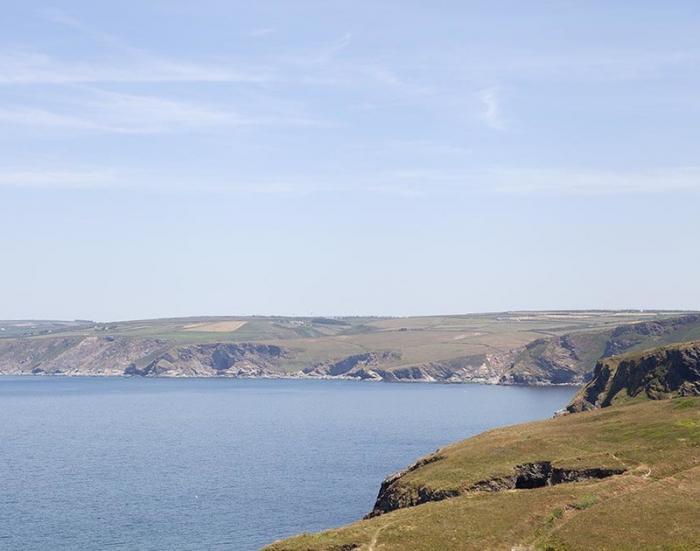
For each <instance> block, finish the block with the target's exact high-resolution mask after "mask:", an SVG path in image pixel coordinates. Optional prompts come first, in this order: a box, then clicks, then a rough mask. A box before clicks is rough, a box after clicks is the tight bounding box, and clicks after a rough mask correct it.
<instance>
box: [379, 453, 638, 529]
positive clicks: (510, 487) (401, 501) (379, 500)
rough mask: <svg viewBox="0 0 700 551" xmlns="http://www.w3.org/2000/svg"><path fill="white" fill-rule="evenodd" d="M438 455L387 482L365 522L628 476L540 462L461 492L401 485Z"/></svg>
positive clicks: (601, 467) (407, 485)
mask: <svg viewBox="0 0 700 551" xmlns="http://www.w3.org/2000/svg"><path fill="white" fill-rule="evenodd" d="M440 459H442V457H441V456H439V455H433V456H429V457H427V458H425V459H423V460H421V461H419V462H417V463H415V464H414V465H412V466H411V467H409V468H408V469H406V470H404V471H401V472H398V473H396V474H393V475H391V476H390V477H388V478H386V479H385V480H384V482H382V485H381V487H380V489H379V494H378V496H377V500H376V502H375V504H374V508H373V509H372V512H370V513H369V514H368V515H367V516H366V517H365V518H371V517H375V516H378V515H382V514H384V513H388V512H390V511H394V510H396V509H403V508H406V507H414V506H416V505H421V504H423V503H428V502H430V501H442V500H443V499H448V498H451V497H457V496H460V495H464V494H466V493H471V492H502V491H505V490H531V489H535V488H542V487H545V486H555V485H557V484H565V483H569V482H582V481H585V480H592V479H600V478H607V477H609V476H614V475H619V474H622V473H624V472H625V469H624V468H610V467H592V468H584V469H573V468H566V467H554V466H552V464H551V462H549V461H538V462H533V463H525V464H523V465H517V466H516V467H515V468H514V469H513V474H512V475H508V476H501V477H494V478H489V479H486V480H482V481H479V482H476V483H475V484H472V485H470V486H468V487H466V488H462V489H440V490H436V489H431V488H427V487H424V486H421V487H414V486H412V485H411V484H410V483H407V484H402V478H403V477H404V476H405V475H406V474H407V473H409V472H411V471H412V470H415V469H418V468H420V467H422V466H423V465H426V464H428V463H432V462H434V461H439V460H440Z"/></svg>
▬▬▬▬▬▬▬▬▬▬
#### [WHAT IS EXPECTED]
Repeat all of the records above word for word, but leave out the pictures.

#### [SOLUTION TO THIS PROBLEM]
For each <instance> block, finish the block with the target's exact high-resolution mask after "mask:", an SVG path in image pixel coordinates. Optional prompts come first, in this order: a box, then clicks, then a rough mask. A box before clicks is rough, a box after clicks is the tight bounding box, and clicks after a rough mask correct it.
<instance>
box: [379, 453, 638, 529]
positive clicks: (510, 487) (401, 501) (379, 500)
rough mask: <svg viewBox="0 0 700 551" xmlns="http://www.w3.org/2000/svg"><path fill="white" fill-rule="evenodd" d="M438 455L387 482L365 522L628 476L540 462L461 492L401 485Z"/></svg>
positive clicks: (601, 467) (407, 485)
mask: <svg viewBox="0 0 700 551" xmlns="http://www.w3.org/2000/svg"><path fill="white" fill-rule="evenodd" d="M440 459H442V457H441V456H439V455H433V456H429V457H427V458H425V459H423V460H421V461H419V462H417V463H415V464H414V465H412V466H411V467H409V468H408V469H406V470H404V471H401V472H398V473H396V474H393V475H391V476H390V477H388V478H386V479H385V480H384V482H382V485H381V487H380V489H379V494H378V496H377V500H376V502H375V504H374V508H373V509H372V512H370V513H369V514H368V515H367V516H366V517H365V518H371V517H375V516H378V515H382V514H384V513H388V512H390V511H394V510H396V509H403V508H406V507H414V506H416V505H421V504H423V503H428V502H430V501H442V500H443V499H448V498H451V497H457V496H460V495H464V494H466V493H471V492H502V491H505V490H531V489H535V488H542V487H545V486H555V485H557V484H565V483H569V482H582V481H585V480H592V479H600V478H607V477H609V476H614V475H619V474H622V473H624V472H625V469H624V468H610V467H592V468H584V469H573V468H566V467H554V466H552V464H551V462H549V461H538V462H533V463H525V464H523V465H517V466H516V467H515V468H514V469H513V474H512V475H508V476H501V477H494V478H489V479H486V480H482V481H479V482H476V483H475V484H472V485H470V486H468V487H466V488H462V489H440V490H436V489H431V488H427V487H424V486H421V487H414V486H412V485H411V484H410V483H407V484H402V478H403V477H404V476H405V475H406V474H407V473H409V472H411V471H412V470H415V469H418V468H420V467H422V466H423V465H426V464H428V463H432V462H434V461H439V460H440Z"/></svg>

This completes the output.